- [Parts of the exercise]
[a] According to the passage on California's oil sector, between what amounts per ton has the cap-and-trade carbon price fluctuated?
[b] Resume the passage on California's oil sector and emissions policy, carrying on after its final sentence.

- [Text passage]
########################################
The main challenge for California’s oil sector stems from the state’s long-standing commitment to persistent environmental and carbon-reduction goals, elevated to its peak under Governor Gavin Newsom. California has long framed emissions policy as economic identity, embodied in its cap-and-trade system – among the world’s largest – capping emissions across 80–85% of the state’s industrial and energy sectors since 2013. Companies must buy or trade allowances to match their emissions, generating a carbon price that has fluctuated between $12 and $38 per ton and raising more than $25 billion for clean-energy and climate projects.
Yet criticism has grown over the past decade: an oversupply of allowances and substantial free allocations – including to refineries located near disadvantaged communities – have depressed prices and limited short-term incentives to cut fossil-fuel use, particularly in transportation, the state’s largest source of emissions.
########################################
- [Excerpted data]
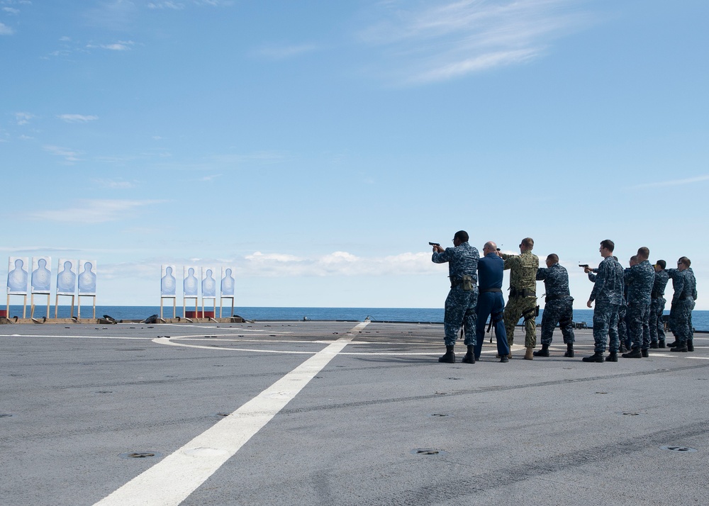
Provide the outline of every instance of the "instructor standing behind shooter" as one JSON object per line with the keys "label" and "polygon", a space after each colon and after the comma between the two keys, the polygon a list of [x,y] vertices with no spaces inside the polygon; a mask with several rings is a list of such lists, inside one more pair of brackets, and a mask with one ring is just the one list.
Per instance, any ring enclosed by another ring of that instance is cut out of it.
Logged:
{"label": "instructor standing behind shooter", "polygon": [[542,315],[542,349],[535,356],[549,356],[554,329],[559,324],[566,345],[564,356],[574,356],[574,298],[569,291],[569,273],[559,263],[559,256],[547,257],[547,267],[537,269],[537,280],[544,281],[546,292],[544,314]]}
{"label": "instructor standing behind shooter", "polygon": [[474,347],[477,321],[475,306],[478,302],[477,273],[480,256],[477,249],[468,244],[468,232],[465,230],[455,232],[452,248],[444,249],[440,244],[430,244],[433,246],[431,260],[435,264],[448,262],[448,277],[450,278],[450,291],[445,300],[443,315],[446,351],[438,361],[447,364],[455,362],[453,347],[458,337],[458,331],[462,326],[465,330],[465,344],[468,347],[468,352],[463,361],[475,364]]}
{"label": "instructor standing behind shooter", "polygon": [[515,339],[515,325],[520,317],[525,319],[525,347],[526,360],[532,359],[532,349],[537,345],[537,269],[539,258],[532,253],[534,240],[522,240],[520,254],[501,253],[505,269],[510,269],[510,296],[505,308],[505,329],[510,348]]}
########################################
- [Responses in order]
[a] Between $12 and $38 per ton.

[b]
The conflict escalated in 2025 when President Trump signed an executive order asserting that California’s cap-and-trade program should not stand, while simultaneously moving to expand federal oil and gas leasing on public and offshore lands, including a plan to re-authorize drilling in Pacific waters and a request for public comment on a new five-year offshore leasing program starting April 2025. Yet federal action does not automatically override the state’s authority over its own energy transition. California maintains control over onshore permitting, refinery zoning rules, its 2045 extraction phase-out, local bans such as those in Santa Barbara County, and the operation of the cap-and-trade system itself. Washington’s leverage is concentrated on federal terrain – offshore leasing, methane rules and disputes over Clean Air Act vehicle-emission waivers – leaving a contested and unresolved regulatory landscape.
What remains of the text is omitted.